• Saved entries:
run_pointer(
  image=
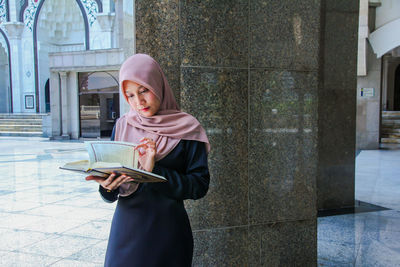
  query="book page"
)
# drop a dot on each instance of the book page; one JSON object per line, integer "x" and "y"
{"x": 123, "y": 153}
{"x": 82, "y": 165}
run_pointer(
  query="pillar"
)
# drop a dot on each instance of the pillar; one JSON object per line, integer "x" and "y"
{"x": 64, "y": 106}
{"x": 14, "y": 32}
{"x": 251, "y": 72}
{"x": 106, "y": 22}
{"x": 55, "y": 105}
{"x": 337, "y": 104}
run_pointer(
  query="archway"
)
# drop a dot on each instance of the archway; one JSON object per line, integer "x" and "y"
{"x": 99, "y": 102}
{"x": 59, "y": 26}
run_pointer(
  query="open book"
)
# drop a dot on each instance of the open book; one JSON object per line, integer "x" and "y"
{"x": 106, "y": 157}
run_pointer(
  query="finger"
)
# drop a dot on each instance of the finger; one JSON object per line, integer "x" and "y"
{"x": 146, "y": 138}
{"x": 97, "y": 179}
{"x": 125, "y": 180}
{"x": 107, "y": 182}
{"x": 115, "y": 183}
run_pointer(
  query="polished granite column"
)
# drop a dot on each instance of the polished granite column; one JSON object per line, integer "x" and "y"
{"x": 250, "y": 71}
{"x": 337, "y": 104}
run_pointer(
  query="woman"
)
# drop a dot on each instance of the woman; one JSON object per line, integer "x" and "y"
{"x": 150, "y": 226}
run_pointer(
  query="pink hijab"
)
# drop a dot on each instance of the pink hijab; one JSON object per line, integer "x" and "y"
{"x": 169, "y": 125}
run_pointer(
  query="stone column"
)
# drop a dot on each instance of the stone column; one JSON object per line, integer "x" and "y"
{"x": 106, "y": 21}
{"x": 337, "y": 104}
{"x": 64, "y": 106}
{"x": 55, "y": 105}
{"x": 251, "y": 72}
{"x": 14, "y": 32}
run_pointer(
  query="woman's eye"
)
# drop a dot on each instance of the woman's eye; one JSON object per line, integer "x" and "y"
{"x": 144, "y": 91}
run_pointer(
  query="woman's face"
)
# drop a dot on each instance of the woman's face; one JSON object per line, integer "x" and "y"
{"x": 141, "y": 99}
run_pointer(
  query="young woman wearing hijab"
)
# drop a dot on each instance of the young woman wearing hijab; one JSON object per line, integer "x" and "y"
{"x": 150, "y": 226}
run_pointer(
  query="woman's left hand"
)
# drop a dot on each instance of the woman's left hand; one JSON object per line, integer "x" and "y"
{"x": 147, "y": 152}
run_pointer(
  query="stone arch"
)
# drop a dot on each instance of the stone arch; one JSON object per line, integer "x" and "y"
{"x": 8, "y": 91}
{"x": 35, "y": 45}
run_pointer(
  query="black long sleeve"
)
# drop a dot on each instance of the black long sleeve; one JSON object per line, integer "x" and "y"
{"x": 191, "y": 181}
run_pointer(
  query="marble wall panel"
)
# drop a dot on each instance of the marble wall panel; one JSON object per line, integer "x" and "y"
{"x": 341, "y": 5}
{"x": 284, "y": 34}
{"x": 340, "y": 49}
{"x": 218, "y": 99}
{"x": 214, "y": 33}
{"x": 221, "y": 247}
{"x": 337, "y": 106}
{"x": 282, "y": 145}
{"x": 157, "y": 34}
{"x": 283, "y": 244}
{"x": 336, "y": 149}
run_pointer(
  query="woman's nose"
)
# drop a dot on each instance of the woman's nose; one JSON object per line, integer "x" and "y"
{"x": 140, "y": 99}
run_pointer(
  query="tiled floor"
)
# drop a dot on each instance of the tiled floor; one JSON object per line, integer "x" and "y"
{"x": 51, "y": 217}
{"x": 366, "y": 238}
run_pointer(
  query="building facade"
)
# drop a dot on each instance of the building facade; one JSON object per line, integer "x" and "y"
{"x": 61, "y": 57}
{"x": 378, "y": 80}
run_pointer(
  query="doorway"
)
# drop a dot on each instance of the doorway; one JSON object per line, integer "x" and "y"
{"x": 98, "y": 102}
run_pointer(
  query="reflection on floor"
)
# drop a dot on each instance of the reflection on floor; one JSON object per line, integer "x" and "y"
{"x": 51, "y": 218}
{"x": 370, "y": 234}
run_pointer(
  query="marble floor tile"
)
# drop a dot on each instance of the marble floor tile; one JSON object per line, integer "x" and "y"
{"x": 50, "y": 217}
{"x": 17, "y": 221}
{"x": 19, "y": 259}
{"x": 74, "y": 263}
{"x": 98, "y": 229}
{"x": 342, "y": 253}
{"x": 94, "y": 254}
{"x": 53, "y": 225}
{"x": 15, "y": 239}
{"x": 60, "y": 246}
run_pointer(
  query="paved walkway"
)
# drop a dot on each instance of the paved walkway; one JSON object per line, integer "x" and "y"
{"x": 51, "y": 217}
{"x": 366, "y": 238}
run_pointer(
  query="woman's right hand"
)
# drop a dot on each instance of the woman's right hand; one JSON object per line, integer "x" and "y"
{"x": 112, "y": 182}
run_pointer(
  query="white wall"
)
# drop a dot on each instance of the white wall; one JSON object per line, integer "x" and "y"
{"x": 387, "y": 12}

• Required action: An exact copy of every line above is needed, without the images.

• Response below:
run_pointer(
  image=
  query="book page"
)
# drop a dot on each instance of the book page; one JSON object per line, integer "x" and "y"
{"x": 123, "y": 153}
{"x": 82, "y": 165}
run_pointer(
  query="pillar"
)
# drop a dot on each instance of the pillar; one JSON object per line, integer "x" and "y"
{"x": 64, "y": 106}
{"x": 14, "y": 32}
{"x": 251, "y": 72}
{"x": 106, "y": 22}
{"x": 55, "y": 105}
{"x": 337, "y": 104}
run_pointer(
  query="archway"
)
# drop a dot on each instance of the archway; one JSON object per line, integer "x" and "y"
{"x": 99, "y": 102}
{"x": 59, "y": 26}
run_pointer(
  query="open book"
)
# drop a dot on each instance of the open book; one JSON object per line, integer "x" and "y"
{"x": 106, "y": 157}
run_pointer(
  query="finger"
)
# drop a dot on each instance of the finger; one JSON object per line, integer "x" and "y"
{"x": 146, "y": 138}
{"x": 97, "y": 179}
{"x": 125, "y": 180}
{"x": 107, "y": 182}
{"x": 115, "y": 183}
run_pointer(
  query="polished granite column"
)
# drop a dot on each instance of the polished granite column; one JSON object per line, integer "x" and "y"
{"x": 250, "y": 71}
{"x": 337, "y": 104}
run_pointer(
  query="woman"
)
# drop a dot on each instance of the woman; one JSON object per line, integer "x" and "y"
{"x": 150, "y": 226}
run_pointer(
  query="pink hijab"
)
# drop a dot on each instance of the pink hijab; one JSON object per line, integer "x" and "y"
{"x": 169, "y": 125}
run_pointer(
  query="stone column"
)
# drop a dot on each instance of the stone column; one JSON object per line, integer "x" and "y"
{"x": 106, "y": 21}
{"x": 337, "y": 104}
{"x": 64, "y": 106}
{"x": 55, "y": 105}
{"x": 251, "y": 72}
{"x": 14, "y": 32}
run_pointer(
  query="woman's eye"
)
# drop a dot on each instance of the woman's eye; one JSON object per line, integer "x" and "y"
{"x": 144, "y": 91}
run_pointer(
  query="woman's face"
)
# drop a dot on each instance of the woman's face; one JSON object per line, integer "x" and "y"
{"x": 141, "y": 99}
run_pointer(
  query="young woman wearing hijab"
)
# drop a dot on each instance of the young woman wearing hijab; one JSON object per line, integer "x" and "y"
{"x": 150, "y": 226}
run_pointer(
  query="woman's left hand"
)
# drop a dot on each instance of the woman's left hand; one JSON object per line, integer "x" and "y"
{"x": 147, "y": 152}
run_pointer(
  query="stone arch"
)
# drop a dot on each instance of the stone arch; one JSON object per line, integer "x" and "y"
{"x": 8, "y": 91}
{"x": 35, "y": 45}
run_pointer(
  query="black long sleeve"
)
# drop a dot on each instance of the black long sleeve; one JSON object per line, integer "x" and "y"
{"x": 191, "y": 181}
run_pointer(
  query="marble wall panel"
)
# drop a dot on each instance of the marble wall panel; one JSON object per line, integer "x" and "y"
{"x": 341, "y": 5}
{"x": 284, "y": 34}
{"x": 340, "y": 49}
{"x": 218, "y": 99}
{"x": 214, "y": 33}
{"x": 221, "y": 247}
{"x": 337, "y": 106}
{"x": 282, "y": 145}
{"x": 157, "y": 34}
{"x": 283, "y": 244}
{"x": 336, "y": 149}
run_pointer(
  query="woman's nose"
)
# drop a dot on each instance of the woman's nose; one JSON object per line, integer "x" and "y"
{"x": 140, "y": 99}
run_pointer(
  query="tiled floor"
)
# drop a dot on each instance of the tiled floor; one JSON object per line, integer "x" and "y"
{"x": 51, "y": 217}
{"x": 366, "y": 238}
run_pointer(
  query="building facade"
)
# drop a dot on each instance of the building facade; one JSON object per line, integer "x" and "y"
{"x": 61, "y": 57}
{"x": 378, "y": 80}
run_pointer(
  query="doorway"
)
# drop a dot on each instance of the doorway; one JSON object per line, integer "x" and "y"
{"x": 98, "y": 102}
run_pointer(
  query="reflection on floor"
)
# drop a dot on each instance of the reflection on floor; one JSON object per line, integer "x" and "y"
{"x": 51, "y": 218}
{"x": 370, "y": 234}
run_pointer(
  query="marble floor tile"
)
# drop a dot on each instance of the marble floor tile; one JSON object per line, integer "x" and "y"
{"x": 50, "y": 217}
{"x": 17, "y": 221}
{"x": 19, "y": 259}
{"x": 74, "y": 263}
{"x": 98, "y": 229}
{"x": 342, "y": 253}
{"x": 94, "y": 254}
{"x": 53, "y": 225}
{"x": 15, "y": 239}
{"x": 60, "y": 246}
run_pointer(
  query="paved walkway"
)
# drop a dot on each instance of the paved walkway; one JSON object per line, integer "x" and "y"
{"x": 51, "y": 217}
{"x": 366, "y": 238}
run_pointer(
  query="woman's right hand"
)
# drop a dot on each instance of the woman's right hand; one JSON object per line, integer "x" and "y"
{"x": 112, "y": 182}
run_pointer(
  query="white wall"
)
# drop a dot on each instance of the white wall; one JSON object per line, integer "x" and "y"
{"x": 387, "y": 12}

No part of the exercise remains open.